— Start Task material —

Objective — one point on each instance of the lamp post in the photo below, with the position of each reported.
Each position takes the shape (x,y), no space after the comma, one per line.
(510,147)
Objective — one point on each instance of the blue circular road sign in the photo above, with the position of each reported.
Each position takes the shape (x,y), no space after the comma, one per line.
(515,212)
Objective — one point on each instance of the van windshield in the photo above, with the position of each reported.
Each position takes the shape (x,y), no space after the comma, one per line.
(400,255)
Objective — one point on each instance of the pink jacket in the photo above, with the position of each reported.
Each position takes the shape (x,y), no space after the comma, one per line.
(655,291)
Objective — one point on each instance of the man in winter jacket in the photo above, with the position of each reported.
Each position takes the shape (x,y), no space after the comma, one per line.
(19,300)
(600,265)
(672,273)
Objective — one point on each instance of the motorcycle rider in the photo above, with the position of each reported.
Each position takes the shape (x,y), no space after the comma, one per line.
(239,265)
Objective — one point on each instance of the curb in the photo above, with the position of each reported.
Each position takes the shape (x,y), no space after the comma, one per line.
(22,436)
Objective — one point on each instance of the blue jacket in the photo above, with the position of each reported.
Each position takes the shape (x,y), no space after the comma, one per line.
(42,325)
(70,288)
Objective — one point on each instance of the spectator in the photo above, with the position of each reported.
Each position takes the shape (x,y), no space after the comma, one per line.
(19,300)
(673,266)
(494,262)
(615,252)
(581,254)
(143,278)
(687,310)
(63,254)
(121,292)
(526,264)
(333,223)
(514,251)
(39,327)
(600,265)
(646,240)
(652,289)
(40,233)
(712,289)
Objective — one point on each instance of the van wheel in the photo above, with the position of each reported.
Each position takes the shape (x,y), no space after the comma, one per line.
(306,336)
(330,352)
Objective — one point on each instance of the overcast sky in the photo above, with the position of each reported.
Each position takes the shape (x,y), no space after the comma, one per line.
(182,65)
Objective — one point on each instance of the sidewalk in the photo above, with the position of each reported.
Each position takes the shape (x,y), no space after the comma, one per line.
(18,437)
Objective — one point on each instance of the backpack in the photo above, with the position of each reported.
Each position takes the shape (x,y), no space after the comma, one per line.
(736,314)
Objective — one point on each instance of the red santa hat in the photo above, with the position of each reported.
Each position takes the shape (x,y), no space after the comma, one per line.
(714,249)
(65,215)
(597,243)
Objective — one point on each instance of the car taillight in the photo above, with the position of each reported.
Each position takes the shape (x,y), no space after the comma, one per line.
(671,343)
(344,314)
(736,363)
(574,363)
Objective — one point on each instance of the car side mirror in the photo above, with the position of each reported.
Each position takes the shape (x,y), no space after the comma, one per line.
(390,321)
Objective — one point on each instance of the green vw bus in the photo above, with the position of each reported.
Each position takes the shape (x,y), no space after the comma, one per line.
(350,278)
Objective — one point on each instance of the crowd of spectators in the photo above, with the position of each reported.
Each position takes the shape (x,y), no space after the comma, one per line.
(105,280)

— End Task material —

Requirements: Extract each entry in full, exactly as given.

Task solution:
Objective — one point on each instance of the lamp post in the photo below, with the position of each reported.
Each position takes the shape (x,y), no space after the comma, one per line.
(510,147)
Objective — one point on each instance of the blue circular road sign in the photo above, with the position of each reported.
Each position takes the shape (x,y), no space after the comma, one per line.
(515,212)
Objective — one point on each instance of the van windshield in the photo above, with the position of each reported.
Each position takes the shape (x,y), no space after the comma, one per line.
(400,255)
Objective — one point on each instance of the pink jacket in the photo above, with the position of each reported.
Each position takes the shape (x,y), no space after the comma, one per line.
(655,291)
Objective — one point on each instance of the man in winter jacket in the photo above, with the position of each reported.
Each position takes the shape (x,y), no space after the comma, one per line.
(19,300)
(600,265)
(672,273)
Objective — one point on each instance of the motorcycle rider in the photo above, with the position of each reported.
Each position takes the shape (x,y), no space after the comma, one per line.
(239,265)
Objective — one point on each instance of the curb in the photo above, with the position of each reported.
Each position takes the shape (x,y), no space after the comma, one per line.
(22,436)
Objective — one point on each instance of the blue jacket in the photo above, with the position of each reported.
Each position takes the shape (x,y), no space after the comma, one per line.
(42,325)
(70,288)
Objective — one point on each instance of the spectator in the photo above, with the position of each reported.
Each position takes the shape (x,y), no space after the comma, one per line.
(19,300)
(673,266)
(494,262)
(615,252)
(581,254)
(143,278)
(687,310)
(63,254)
(121,292)
(526,264)
(333,223)
(514,251)
(39,327)
(600,265)
(646,240)
(652,289)
(40,233)
(712,289)
Objective — one point on each instance of the van wheel in the photo above, with the position of each reported.
Each position takes the shape (x,y), no space after the comma, one per line.
(306,336)
(330,352)
Objective — one point on each instance of the overcast sky in the photo above, with the position of each reported.
Each position takes the shape (x,y), no space after the comma, one per line.
(182,65)
Objective — one point on each instance of the sidewalk in the photo above, with the position of each reported.
Each position takes the shape (x,y), no space after the comma, one per line.
(18,437)
Objective — one point on each instance of the backpack in the photo above, with the position of each reported.
Each position takes the shape (x,y), no space after the comma, one per line.
(736,314)
Objective — one point on each instance of the red santa hat in the photo above, with the position of each reported.
Each position takes the shape (x,y), no space after the comma, one per line.
(714,249)
(65,215)
(597,243)
Objective — one point on each instance of the car taillight in the photo above, with the position of each reported.
Each position takes the shape (x,y), no space after the comma, one per line.
(671,343)
(344,314)
(736,363)
(574,363)
Objective — one point on each instance of the car side mirror in the photo above, with the position of each reported.
Each position takes the shape (x,y), no space after the comma, one per line.
(390,321)
Objective — one point on each instance of the green vw bus in the photo above, with the position of each reported.
Each position takes the shape (x,y), no space after the comma, one per line.
(350,278)
Objective — one point on each instance of the crowd of spectators in the photo above, with the position of each reported.
Each position takes the shape (x,y), no space after the comma, one per line.
(105,280)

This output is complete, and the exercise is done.